Write the listing out again, all of it, word for word.

Extracted information:
* * *

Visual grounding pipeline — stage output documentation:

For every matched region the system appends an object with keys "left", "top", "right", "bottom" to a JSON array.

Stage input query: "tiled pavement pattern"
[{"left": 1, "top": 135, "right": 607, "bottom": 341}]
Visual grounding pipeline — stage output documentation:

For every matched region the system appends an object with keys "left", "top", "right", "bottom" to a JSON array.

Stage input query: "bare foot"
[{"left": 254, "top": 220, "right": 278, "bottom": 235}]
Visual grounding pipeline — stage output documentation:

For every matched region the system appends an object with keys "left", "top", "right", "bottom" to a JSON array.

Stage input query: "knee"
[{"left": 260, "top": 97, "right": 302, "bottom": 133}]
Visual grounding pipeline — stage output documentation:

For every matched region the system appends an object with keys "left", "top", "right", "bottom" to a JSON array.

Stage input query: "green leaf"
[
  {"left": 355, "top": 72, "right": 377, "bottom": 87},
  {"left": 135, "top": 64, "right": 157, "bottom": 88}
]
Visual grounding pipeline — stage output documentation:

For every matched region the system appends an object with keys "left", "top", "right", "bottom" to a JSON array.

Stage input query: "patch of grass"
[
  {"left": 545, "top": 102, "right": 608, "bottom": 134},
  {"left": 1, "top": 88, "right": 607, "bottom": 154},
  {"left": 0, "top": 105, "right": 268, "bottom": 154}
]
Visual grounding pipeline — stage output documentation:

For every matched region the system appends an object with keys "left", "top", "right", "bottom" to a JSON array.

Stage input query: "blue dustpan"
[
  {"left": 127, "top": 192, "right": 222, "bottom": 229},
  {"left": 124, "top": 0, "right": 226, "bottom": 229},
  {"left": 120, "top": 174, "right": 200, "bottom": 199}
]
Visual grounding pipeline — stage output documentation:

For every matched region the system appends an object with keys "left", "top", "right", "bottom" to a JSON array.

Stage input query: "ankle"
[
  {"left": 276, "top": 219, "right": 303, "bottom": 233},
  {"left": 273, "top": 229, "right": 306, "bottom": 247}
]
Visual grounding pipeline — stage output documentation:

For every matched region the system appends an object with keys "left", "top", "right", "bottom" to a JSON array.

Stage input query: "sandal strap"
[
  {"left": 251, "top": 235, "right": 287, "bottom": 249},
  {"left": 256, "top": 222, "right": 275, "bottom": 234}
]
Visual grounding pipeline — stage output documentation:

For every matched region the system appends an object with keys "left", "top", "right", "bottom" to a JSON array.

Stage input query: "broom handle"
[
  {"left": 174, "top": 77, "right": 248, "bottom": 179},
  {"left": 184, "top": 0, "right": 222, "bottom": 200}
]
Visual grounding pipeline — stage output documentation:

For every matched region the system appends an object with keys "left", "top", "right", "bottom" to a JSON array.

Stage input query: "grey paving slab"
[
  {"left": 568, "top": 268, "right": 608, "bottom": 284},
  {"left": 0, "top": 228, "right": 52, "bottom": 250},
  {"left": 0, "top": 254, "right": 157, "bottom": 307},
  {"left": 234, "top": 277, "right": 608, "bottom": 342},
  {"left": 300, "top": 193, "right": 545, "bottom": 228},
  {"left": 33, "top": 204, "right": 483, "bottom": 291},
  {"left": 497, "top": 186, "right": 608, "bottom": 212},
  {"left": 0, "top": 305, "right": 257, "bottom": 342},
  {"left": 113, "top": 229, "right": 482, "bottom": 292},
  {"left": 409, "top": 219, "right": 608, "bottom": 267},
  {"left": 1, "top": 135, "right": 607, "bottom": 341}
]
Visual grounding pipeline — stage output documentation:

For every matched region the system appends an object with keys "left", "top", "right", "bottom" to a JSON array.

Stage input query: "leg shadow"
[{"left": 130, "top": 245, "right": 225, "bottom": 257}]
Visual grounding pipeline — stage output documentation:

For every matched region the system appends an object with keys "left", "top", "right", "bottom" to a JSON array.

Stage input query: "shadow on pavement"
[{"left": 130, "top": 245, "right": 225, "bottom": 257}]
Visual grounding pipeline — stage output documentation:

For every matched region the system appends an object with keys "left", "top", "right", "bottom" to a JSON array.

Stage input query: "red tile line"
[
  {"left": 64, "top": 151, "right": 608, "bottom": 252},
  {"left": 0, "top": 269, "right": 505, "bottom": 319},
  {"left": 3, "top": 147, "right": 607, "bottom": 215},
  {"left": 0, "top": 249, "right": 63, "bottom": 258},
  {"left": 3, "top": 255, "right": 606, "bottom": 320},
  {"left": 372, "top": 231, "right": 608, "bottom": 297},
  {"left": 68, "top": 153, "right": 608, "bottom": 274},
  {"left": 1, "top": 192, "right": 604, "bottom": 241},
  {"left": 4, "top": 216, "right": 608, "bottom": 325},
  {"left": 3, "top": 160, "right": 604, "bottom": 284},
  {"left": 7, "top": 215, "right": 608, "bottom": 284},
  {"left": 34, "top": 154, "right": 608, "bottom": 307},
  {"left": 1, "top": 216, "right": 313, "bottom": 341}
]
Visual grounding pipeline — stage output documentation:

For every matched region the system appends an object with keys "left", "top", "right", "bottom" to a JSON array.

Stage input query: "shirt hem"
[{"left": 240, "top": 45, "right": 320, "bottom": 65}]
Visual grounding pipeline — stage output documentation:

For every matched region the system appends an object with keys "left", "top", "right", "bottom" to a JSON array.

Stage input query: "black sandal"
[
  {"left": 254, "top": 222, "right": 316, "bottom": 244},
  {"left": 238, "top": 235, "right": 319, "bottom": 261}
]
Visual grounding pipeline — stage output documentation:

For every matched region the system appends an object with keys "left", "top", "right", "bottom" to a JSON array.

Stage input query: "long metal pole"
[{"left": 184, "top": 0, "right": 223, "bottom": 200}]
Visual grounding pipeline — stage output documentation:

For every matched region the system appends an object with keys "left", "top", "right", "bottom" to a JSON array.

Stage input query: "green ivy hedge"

* * *

Reply:
Visual grounding pipeline — stage output documentation:

For every matched region the system appends an object with keys "left", "top", "right", "bottom" to a JSON array.

Stage input query: "tiled pavement pattern"
[{"left": 1, "top": 135, "right": 607, "bottom": 341}]
Visual grounding pipeline — stage output documentation:

For every matched region the system appends an object with keys "left", "top", "right", "bottom" to a JSON array.

Stage input query: "bare foot"
[{"left": 254, "top": 220, "right": 278, "bottom": 235}]
Visual grounding pipeline — stage output documentation:

For every matched region the system appends an object with keys "left", "top", "right", "bottom" to a JSON array.

Stage input query: "knee"
[{"left": 260, "top": 97, "right": 302, "bottom": 133}]
Visual grounding pipeline — stage output documentation:

For every matched region the system appends an object with keys "left", "top", "right", "bottom" to a JSON array.

Stage input query: "green leaf"
[
  {"left": 355, "top": 72, "right": 377, "bottom": 87},
  {"left": 135, "top": 64, "right": 157, "bottom": 88}
]
Visual grounding pipeline — stage output documentation:

For every matched region the system appends an object with keys "left", "top", "right", "bottom" to a JSON array.

Stage input query: "patch of grass"
[
  {"left": 545, "top": 102, "right": 608, "bottom": 134},
  {"left": 1, "top": 88, "right": 607, "bottom": 154},
  {"left": 0, "top": 105, "right": 268, "bottom": 154}
]
Visual grounding pipeline — stage output documentation:

For every matched region the system appends an object with keys "left", "top", "right", "bottom" to a JSON array.

Stage input query: "blue dustpan"
[
  {"left": 127, "top": 192, "right": 222, "bottom": 229},
  {"left": 124, "top": 0, "right": 226, "bottom": 229},
  {"left": 120, "top": 174, "right": 200, "bottom": 199}
]
Visual grounding pipeline — stage output documentation:

For every matched region the system appends an object with keys "left", "top", "right", "bottom" to a JSON array.

Stage input query: "ankle"
[
  {"left": 276, "top": 219, "right": 303, "bottom": 233},
  {"left": 273, "top": 229, "right": 306, "bottom": 247}
]
Visual grounding pipeline — stage output documentation:

For every matched region the system appends an object with keys "left", "top", "right", "bottom" to a JSON array.

Stage input query: "sandal strap"
[
  {"left": 251, "top": 235, "right": 287, "bottom": 249},
  {"left": 256, "top": 222, "right": 275, "bottom": 234}
]
Visual grounding pipeline — stage output documentation:

For every matched region the system appends an object with keys "left", "top", "right", "bottom" to a JSON array.

Stage input query: "broom handle"
[
  {"left": 174, "top": 77, "right": 248, "bottom": 179},
  {"left": 184, "top": 0, "right": 222, "bottom": 200}
]
Visual grounding pipeline — stage output documentation:

For every matched region the system appends an object with keys "left", "top", "right", "bottom" to a JSON array.

Stage input query: "grey paving slab"
[
  {"left": 568, "top": 268, "right": 608, "bottom": 284},
  {"left": 0, "top": 228, "right": 52, "bottom": 250},
  {"left": 0, "top": 254, "right": 157, "bottom": 307},
  {"left": 234, "top": 277, "right": 608, "bottom": 342},
  {"left": 300, "top": 193, "right": 545, "bottom": 228},
  {"left": 33, "top": 204, "right": 483, "bottom": 291},
  {"left": 497, "top": 186, "right": 608, "bottom": 212},
  {"left": 0, "top": 305, "right": 257, "bottom": 342},
  {"left": 113, "top": 229, "right": 482, "bottom": 292},
  {"left": 409, "top": 219, "right": 608, "bottom": 267},
  {"left": 1, "top": 135, "right": 607, "bottom": 341}
]
Visual grounding pipeline — stage output documentation:

For every matched region the system appends an object with keys "left", "top", "right", "bottom" to a JSON array.

Stage input query: "leg shadow"
[{"left": 130, "top": 245, "right": 225, "bottom": 257}]
Visual grounding pipeline — stage output documentation:

For every matched region the system appends an object with keys "left", "top", "right", "bottom" to a JSON array.

Stage input query: "shadow on pavement"
[{"left": 130, "top": 245, "right": 225, "bottom": 257}]
Visual grounding pipeline — stage output documentation:

For every matched region the system appends an object with keys "left", "top", "right", "bottom" to a JSON array.

Stage input query: "red tile line"
[
  {"left": 64, "top": 151, "right": 608, "bottom": 252},
  {"left": 0, "top": 269, "right": 505, "bottom": 319},
  {"left": 3, "top": 147, "right": 607, "bottom": 215},
  {"left": 0, "top": 249, "right": 63, "bottom": 258},
  {"left": 3, "top": 255, "right": 606, "bottom": 320},
  {"left": 372, "top": 231, "right": 608, "bottom": 297},
  {"left": 68, "top": 153, "right": 608, "bottom": 274},
  {"left": 1, "top": 192, "right": 604, "bottom": 241},
  {"left": 4, "top": 216, "right": 608, "bottom": 325},
  {"left": 3, "top": 160, "right": 604, "bottom": 284},
  {"left": 7, "top": 215, "right": 608, "bottom": 284},
  {"left": 34, "top": 154, "right": 608, "bottom": 307},
  {"left": 1, "top": 216, "right": 313, "bottom": 341}
]
Visual grounding pipeline — stage output documentation:

For every matched region the system appends an object with keys "left", "top", "right", "bottom" to a JSON array.

Stage input query: "shirt hem"
[{"left": 240, "top": 45, "right": 320, "bottom": 65}]
Visual grounding pipeline — stage output documentation:

For every matched region the system appends an object with keys "left", "top", "right", "bottom" to a JSON array.

Stage input query: "black sandal"
[
  {"left": 254, "top": 222, "right": 316, "bottom": 244},
  {"left": 238, "top": 235, "right": 319, "bottom": 261}
]
Visual grounding pipeline — stage output documentation:

For every matched region the system appends an object with keys "left", "top", "right", "bottom" to a JSON array.

Stage input query: "long metal pole"
[{"left": 184, "top": 0, "right": 223, "bottom": 200}]
Visual grounding pipeline — stage output documentation:

For every matched region the system appends an object with keys "left", "top", "right", "bottom" to a JSON array.

Stage input query: "green ivy hedge"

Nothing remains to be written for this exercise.